= Sylvan Shemitz =

American designer

Sylvan R. Shemitz (April 18, 1925 – July 5, 2007) was an American architectural lighting designer best known for his work on Grand Central Terminal in New York City and the Jefferson Memorial in Washington D.C.

==Personal life==
Shemitz was born in New Haven, Connecticut, in 1925 from a family of Ukrainian Jews. His aunts and uncles included attorney Reuben Shemitz and artist Esther Shemitz; his cousins included attorney Nathan Levine.

Shemitz served in the U.S. Navy during World War II. He went on to complete his education at the University of Pennsylvania and the Wharton School. His work with higher education continued throughout his life. Shemitz was a fellow at the Illuminating Engineering Society of North America and taught as a visiting lecturer at a number of schools including Yale University, the Rhode Island School of Design and Princeton University.

He was described as an avid boater and yacht racer. Shemitz completed the race from Newport, Rhode Island, to Bermuda on twelve different occasions. He also ran numerous yacht races throughout the Long Island Sound on his beloved boat "Light Fantastic".

==Innovations==
Shemitz invented a type of "ambient office lighting" called Tambient. Tambient lighting is currently used by a wide range of firms, including Bell Atlantic, 3M, IBM and Crowley Maritime.

> [Written task 1]:
Answer these questions from the Sylvan Shemitz biography:
(a) In what city was Shemitz born?
(b) How many times did he complete the race from Newport, Rhode Island, to Bermuda?
(c) What name was given to the type of ambient office lighting he invented?
> [Written task 2]: Carry the Sylvan Shemitz biography forward from its last sentence.
The items that come after this text play no part in this work.

> [Material supplied]:
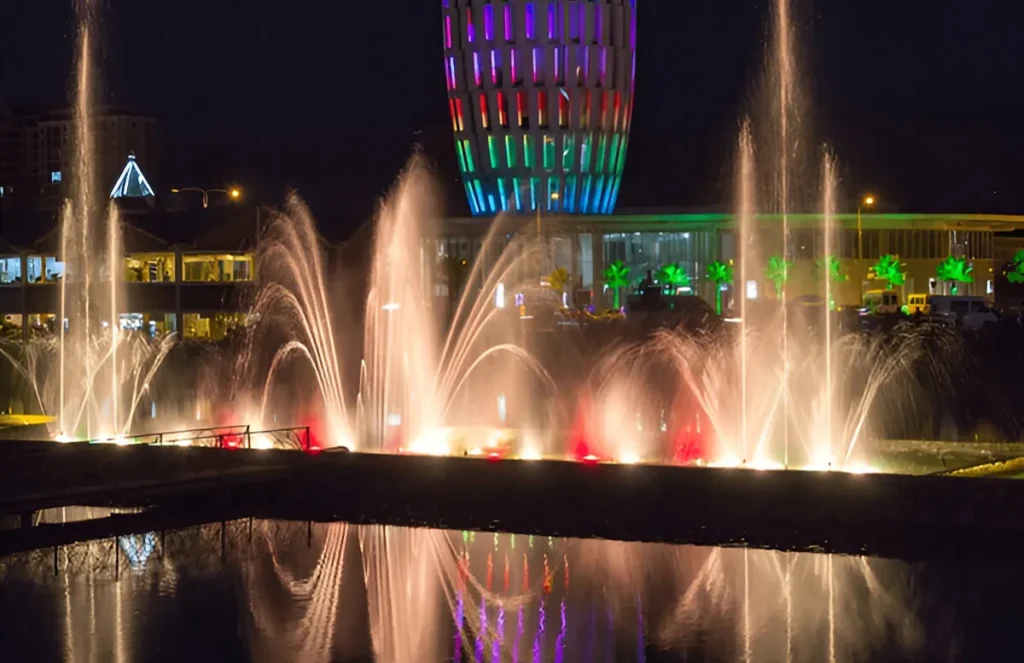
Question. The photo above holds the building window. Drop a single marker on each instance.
(10, 270)
(150, 267)
(44, 270)
(217, 268)
(509, 33)
(549, 153)
(212, 327)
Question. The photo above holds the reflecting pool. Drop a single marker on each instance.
(275, 591)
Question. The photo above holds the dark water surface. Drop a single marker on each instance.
(289, 591)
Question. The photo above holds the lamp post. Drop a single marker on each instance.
(233, 194)
(866, 201)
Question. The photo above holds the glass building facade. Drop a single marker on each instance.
(541, 98)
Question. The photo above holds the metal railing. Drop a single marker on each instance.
(228, 437)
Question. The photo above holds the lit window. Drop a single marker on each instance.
(501, 194)
(520, 107)
(493, 151)
(568, 152)
(484, 121)
(44, 270)
(601, 149)
(150, 267)
(458, 111)
(469, 156)
(217, 267)
(462, 158)
(455, 119)
(549, 153)
(214, 327)
(510, 151)
(503, 115)
(10, 270)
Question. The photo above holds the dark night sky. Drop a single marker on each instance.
(922, 100)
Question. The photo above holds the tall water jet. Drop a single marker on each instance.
(745, 247)
(828, 182)
(88, 374)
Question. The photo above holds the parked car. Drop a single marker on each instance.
(971, 313)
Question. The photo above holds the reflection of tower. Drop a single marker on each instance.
(541, 96)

> [Expected answer 1]:
(a) New Haven, Connecticut
(b) Twelve
(c) Tambient

> [Expected answer 2]:
Shemitz also held patents for a number of innovations regarding asymmetric lighting, which he marketed under the Elliptipar brand name. Asymmetrical lighting is used in a variety of famous public buildings including the New York Public Library, the Steven Holl-designed Nelson-Atkins Museum of Art in Kansas City, Missouri, and the grand concourse at Las Vegas' Venetian Hotel.

==Design career==
Shemitz is, perhaps, most famous for his work with the Grand Central Terminal in Manhattan. He used "blue filtered tints" and magenta colored lighting to accent the exterior façade architectural elements of Grand Central. He explained his reasoning for his choice of colors in a 1991 interview with The New York Times, "I think the most important issue is to make New York a lively, friendly and joyful place." He is also well known for his work on the Jefferson Memorial in Washington, D.C.

Shemitz worked very closely with the important design architects whose buildings he illuminated. For example, according to the New York Times, Shemitz worked with architect Helmut Jahn "to create a glowing glass shed intended as a modern take on a grand European rail station" at the United Airlines terminal at O'Hare International Airport in Chicago, Illinois.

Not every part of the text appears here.